[start of RECORDS FOR THIS TASK]
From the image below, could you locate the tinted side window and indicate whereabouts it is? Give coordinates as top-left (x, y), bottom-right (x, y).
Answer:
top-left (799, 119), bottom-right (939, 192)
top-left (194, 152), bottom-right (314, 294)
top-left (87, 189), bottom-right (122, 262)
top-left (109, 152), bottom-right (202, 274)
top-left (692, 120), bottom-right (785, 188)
[end of RECORDS FOR THIS TASK]
TASK TO CARRY OUT:
Reproduce every line of the records above, requests included, and adjust each coordinate in the answers by adding -104 to it.

ANSWER TO THE TASK:
From the image below, could you locate the tinted side window and indicate whereabouts it is? Give coordinates as top-left (x, y), bottom-right (x, y).
Answer:
top-left (695, 15), bottom-right (835, 88)
top-left (90, 48), bottom-right (210, 190)
top-left (-17, 85), bottom-right (18, 158)
top-left (5, 48), bottom-right (98, 170)
top-left (588, 16), bottom-right (681, 84)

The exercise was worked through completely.